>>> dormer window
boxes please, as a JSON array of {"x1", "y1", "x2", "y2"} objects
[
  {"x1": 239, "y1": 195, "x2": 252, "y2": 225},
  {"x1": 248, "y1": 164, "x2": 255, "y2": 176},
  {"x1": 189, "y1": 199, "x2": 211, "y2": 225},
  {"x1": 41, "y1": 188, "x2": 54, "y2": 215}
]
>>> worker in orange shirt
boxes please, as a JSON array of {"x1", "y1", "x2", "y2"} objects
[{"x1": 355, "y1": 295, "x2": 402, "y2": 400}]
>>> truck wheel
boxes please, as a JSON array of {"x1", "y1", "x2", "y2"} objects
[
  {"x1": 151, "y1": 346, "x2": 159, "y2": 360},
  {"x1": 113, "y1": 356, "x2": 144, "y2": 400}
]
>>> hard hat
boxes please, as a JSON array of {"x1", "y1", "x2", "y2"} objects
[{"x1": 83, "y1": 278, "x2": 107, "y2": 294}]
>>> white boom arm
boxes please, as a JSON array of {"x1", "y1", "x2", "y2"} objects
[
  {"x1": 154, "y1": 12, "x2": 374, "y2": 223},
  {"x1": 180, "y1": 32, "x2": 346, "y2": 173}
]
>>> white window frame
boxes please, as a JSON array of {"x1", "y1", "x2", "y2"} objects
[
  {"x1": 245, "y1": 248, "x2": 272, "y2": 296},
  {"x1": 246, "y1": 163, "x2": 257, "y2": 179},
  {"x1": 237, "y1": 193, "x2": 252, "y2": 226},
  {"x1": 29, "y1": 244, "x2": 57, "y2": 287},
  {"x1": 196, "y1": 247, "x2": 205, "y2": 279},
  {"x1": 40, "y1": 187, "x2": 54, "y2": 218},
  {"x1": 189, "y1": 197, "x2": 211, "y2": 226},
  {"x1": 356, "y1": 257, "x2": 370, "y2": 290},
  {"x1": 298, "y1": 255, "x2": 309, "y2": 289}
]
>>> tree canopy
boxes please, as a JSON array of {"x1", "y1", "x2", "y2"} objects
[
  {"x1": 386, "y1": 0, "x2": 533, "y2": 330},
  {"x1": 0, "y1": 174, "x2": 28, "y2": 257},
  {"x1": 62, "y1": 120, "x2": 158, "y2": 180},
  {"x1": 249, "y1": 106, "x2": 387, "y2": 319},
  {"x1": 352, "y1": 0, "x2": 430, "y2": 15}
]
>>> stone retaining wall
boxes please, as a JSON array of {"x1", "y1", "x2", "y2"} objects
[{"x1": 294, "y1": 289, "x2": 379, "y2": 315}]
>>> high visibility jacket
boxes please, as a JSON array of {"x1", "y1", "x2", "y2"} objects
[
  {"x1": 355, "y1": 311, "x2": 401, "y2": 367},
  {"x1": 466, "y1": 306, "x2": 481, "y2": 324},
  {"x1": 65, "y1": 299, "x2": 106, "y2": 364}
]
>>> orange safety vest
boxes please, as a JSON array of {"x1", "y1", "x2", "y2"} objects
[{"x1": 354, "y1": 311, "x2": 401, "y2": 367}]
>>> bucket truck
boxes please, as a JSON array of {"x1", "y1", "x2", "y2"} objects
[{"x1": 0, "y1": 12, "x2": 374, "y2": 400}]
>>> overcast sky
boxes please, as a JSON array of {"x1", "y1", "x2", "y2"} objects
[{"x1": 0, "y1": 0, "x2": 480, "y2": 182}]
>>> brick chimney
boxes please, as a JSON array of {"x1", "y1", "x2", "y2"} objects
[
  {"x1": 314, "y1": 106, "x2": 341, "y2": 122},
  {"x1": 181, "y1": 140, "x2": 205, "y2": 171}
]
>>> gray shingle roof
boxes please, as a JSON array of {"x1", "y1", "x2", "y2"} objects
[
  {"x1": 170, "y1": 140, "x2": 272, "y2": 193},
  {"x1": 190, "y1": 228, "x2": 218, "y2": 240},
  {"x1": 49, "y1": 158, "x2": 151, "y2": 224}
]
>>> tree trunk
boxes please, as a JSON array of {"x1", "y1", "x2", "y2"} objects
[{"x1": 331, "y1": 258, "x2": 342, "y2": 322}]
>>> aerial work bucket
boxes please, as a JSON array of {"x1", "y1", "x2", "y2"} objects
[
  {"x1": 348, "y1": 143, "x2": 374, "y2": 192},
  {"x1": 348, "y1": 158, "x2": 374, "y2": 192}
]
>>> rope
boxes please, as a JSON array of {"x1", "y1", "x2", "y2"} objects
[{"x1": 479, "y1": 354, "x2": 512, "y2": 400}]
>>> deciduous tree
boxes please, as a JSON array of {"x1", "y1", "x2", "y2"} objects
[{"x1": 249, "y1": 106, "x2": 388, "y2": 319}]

Stated problem
Report how many lines of the data above contain the string "tree", with case counting. Give only the number.

Exercise solution
3